==== Document excerpt

Computer Science 211
Data Structures

Mount Holyoke College
Fall 2009

Lab 2: Word Generator
Due: 9:00 AM, Friday, October 2, 2009

Your task is to design and implement a word generator program. You should come to our Friday meeting with a written design of the Table and FrequencyList classes described below. Draw pictures!

Our goals for the program are to become proficient in using existing structures to build more complex ones, to learn the importance of careful class design, and to gain more experience using the Vector and Association classes.

Problem Description

This assignment comes from the world of artificial intelligence. The idea is to read a collection of text and then use some properties of that text to generate some new, "machine generated" text. The results can make interesting reading, but you probably don't want to use this to generate your next term paper.

We "train" our program in how to generate words based on an input text. To do this, we read the text character by character and keep track of how often each three-character sequence appears. From this, we can compute the probability that a certain character will immediately follow two given characters. For example, if the text is: the theater is their thing, e appears after th 3 times, and i appears after th once, and no other letters appear after th. So the probability that e follows th is .75; the probability that i follows th is .25; the probability that any other letter follows th is 0.

========
==== Listing

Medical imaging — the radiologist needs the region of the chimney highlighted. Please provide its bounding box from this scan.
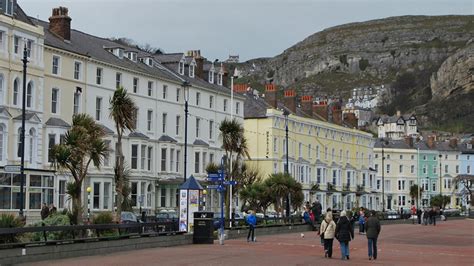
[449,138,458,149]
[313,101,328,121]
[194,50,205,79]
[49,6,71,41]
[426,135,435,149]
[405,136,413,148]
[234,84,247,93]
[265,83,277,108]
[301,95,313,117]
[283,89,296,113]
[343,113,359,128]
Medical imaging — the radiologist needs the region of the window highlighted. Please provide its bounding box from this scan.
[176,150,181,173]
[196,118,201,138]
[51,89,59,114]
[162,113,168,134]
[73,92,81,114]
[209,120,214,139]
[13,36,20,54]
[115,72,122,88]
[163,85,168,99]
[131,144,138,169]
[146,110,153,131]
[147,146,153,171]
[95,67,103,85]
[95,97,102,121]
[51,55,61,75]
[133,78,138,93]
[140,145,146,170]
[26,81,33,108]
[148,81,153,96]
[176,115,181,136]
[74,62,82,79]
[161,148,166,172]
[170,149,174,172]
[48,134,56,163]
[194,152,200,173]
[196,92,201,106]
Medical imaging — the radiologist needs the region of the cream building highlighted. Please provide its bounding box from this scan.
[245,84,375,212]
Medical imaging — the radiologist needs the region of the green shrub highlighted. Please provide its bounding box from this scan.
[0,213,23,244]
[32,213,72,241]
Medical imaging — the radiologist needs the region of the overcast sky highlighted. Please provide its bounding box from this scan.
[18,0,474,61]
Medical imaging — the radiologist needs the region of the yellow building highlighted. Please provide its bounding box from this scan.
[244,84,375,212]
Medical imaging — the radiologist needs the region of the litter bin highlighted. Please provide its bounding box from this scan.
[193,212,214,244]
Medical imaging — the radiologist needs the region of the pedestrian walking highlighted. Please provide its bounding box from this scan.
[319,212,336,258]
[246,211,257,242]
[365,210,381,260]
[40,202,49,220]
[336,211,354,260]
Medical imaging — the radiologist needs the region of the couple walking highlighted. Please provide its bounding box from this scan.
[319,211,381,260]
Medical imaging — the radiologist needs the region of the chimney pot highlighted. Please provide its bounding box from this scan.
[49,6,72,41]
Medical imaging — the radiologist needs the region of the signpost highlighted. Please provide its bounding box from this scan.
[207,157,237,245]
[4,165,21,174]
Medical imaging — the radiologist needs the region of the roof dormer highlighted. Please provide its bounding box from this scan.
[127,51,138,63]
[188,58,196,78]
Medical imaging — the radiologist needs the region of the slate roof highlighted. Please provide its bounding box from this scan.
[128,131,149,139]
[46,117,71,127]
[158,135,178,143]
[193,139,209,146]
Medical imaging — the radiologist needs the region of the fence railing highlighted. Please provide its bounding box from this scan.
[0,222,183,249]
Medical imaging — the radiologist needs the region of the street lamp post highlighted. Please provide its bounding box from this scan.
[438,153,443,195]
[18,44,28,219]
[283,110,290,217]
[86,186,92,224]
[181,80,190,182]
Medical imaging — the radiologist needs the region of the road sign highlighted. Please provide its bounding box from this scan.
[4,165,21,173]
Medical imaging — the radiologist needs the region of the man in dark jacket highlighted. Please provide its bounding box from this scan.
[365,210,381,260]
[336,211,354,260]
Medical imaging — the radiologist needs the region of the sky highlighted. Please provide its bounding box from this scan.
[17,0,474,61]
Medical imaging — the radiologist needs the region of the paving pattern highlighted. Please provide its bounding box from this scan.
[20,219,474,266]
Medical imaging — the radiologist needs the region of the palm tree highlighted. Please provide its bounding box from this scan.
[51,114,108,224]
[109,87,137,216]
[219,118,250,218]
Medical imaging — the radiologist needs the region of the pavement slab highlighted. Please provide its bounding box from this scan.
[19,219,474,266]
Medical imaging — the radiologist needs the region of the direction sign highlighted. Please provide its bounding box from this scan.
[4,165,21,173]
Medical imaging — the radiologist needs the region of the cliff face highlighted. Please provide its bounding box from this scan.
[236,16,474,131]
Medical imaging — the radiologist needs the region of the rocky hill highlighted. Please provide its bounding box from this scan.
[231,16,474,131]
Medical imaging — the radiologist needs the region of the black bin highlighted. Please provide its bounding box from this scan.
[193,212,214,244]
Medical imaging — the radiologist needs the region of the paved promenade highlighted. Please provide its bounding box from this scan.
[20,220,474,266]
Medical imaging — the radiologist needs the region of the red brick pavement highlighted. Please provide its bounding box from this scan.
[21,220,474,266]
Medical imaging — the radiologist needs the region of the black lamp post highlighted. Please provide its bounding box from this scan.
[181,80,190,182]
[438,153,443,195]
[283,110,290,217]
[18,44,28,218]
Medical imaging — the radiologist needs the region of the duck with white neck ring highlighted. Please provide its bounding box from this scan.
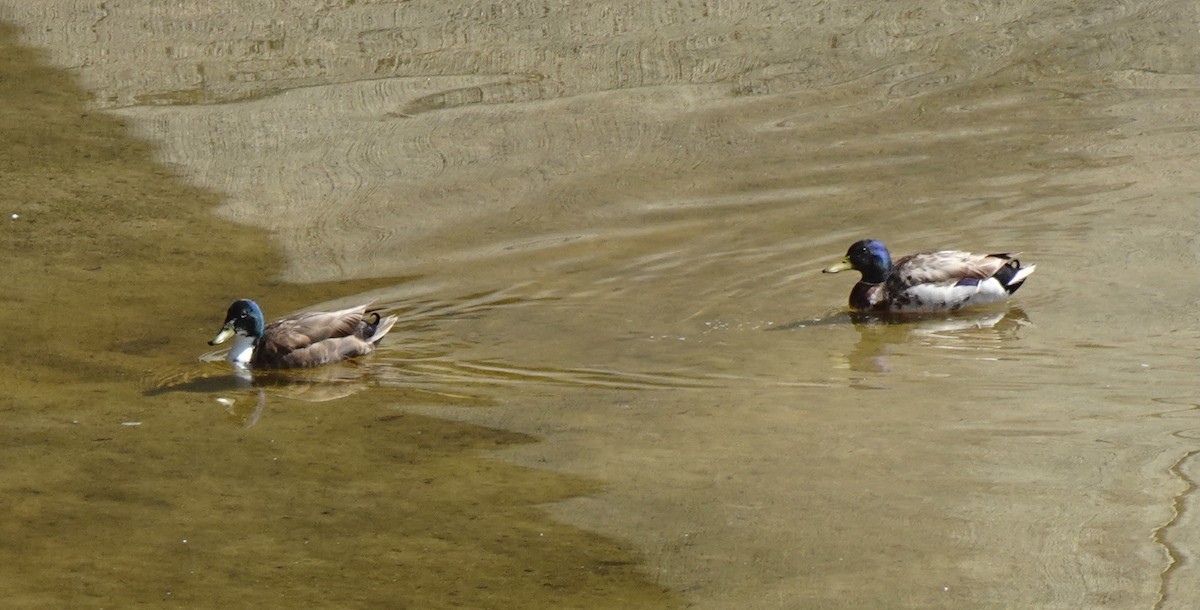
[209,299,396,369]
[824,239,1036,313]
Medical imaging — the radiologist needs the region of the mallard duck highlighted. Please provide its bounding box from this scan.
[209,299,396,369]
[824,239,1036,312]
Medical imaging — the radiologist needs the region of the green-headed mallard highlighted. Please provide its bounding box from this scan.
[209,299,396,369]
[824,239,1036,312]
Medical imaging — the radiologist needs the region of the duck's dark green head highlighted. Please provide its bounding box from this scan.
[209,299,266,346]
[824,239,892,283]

========

Write the next part of the Word Generator lab handout, starting right after the sentence ending "the probability that any other letter follows th is 0."

**Response to the task**
To generate our output text, we pick two letters (for example, the first two in the input text, or two random characters) to use as a beginning for our new text. Subsequent characters for our text are chosen based on the preceding two characters and the probability information gathered from the input text.

For example, consider the theater is their thing as the input text, and choosing th as the starting string. With a probability of .75, we will choose e as the next letter. So our text so far is the. Now, what are the possibilities to follow he? Well, we can choose a space, an a, or an i with equal probability. If we choose a, our text is thea and we continue the process, choosing among the possible letters to follow ea.

The program stops when we encounter a two-character sequence for which there is no subsequent character (which will occur only if the last two characters of the input occur only in that location) or when we have generated a total number of characters as specified as a parameter to our program (my program defaults to 2000 characters).

Design

The primary functionality required of your table will be:

to update the probabilities in your table, given a new triple of characters, and
to select a next character, given a pair of characters and the probabilities stored in your table.

A good choice of a data structure is essential to make it reasonably easy and efficient to support these operations. A three-dimensional array might seem reasonable at first, but its size would be quite large (approximately 27,000 entries if you include blanks and punctuation) and many if not most of the entries would be empty.

Instead, develop a Table class which stores mappings between 2-character sequences with possible subsequent characters in a Vector of Associations. Each Association should have a 2-character pair (stored as a String) as its key, and a frequency list as its value.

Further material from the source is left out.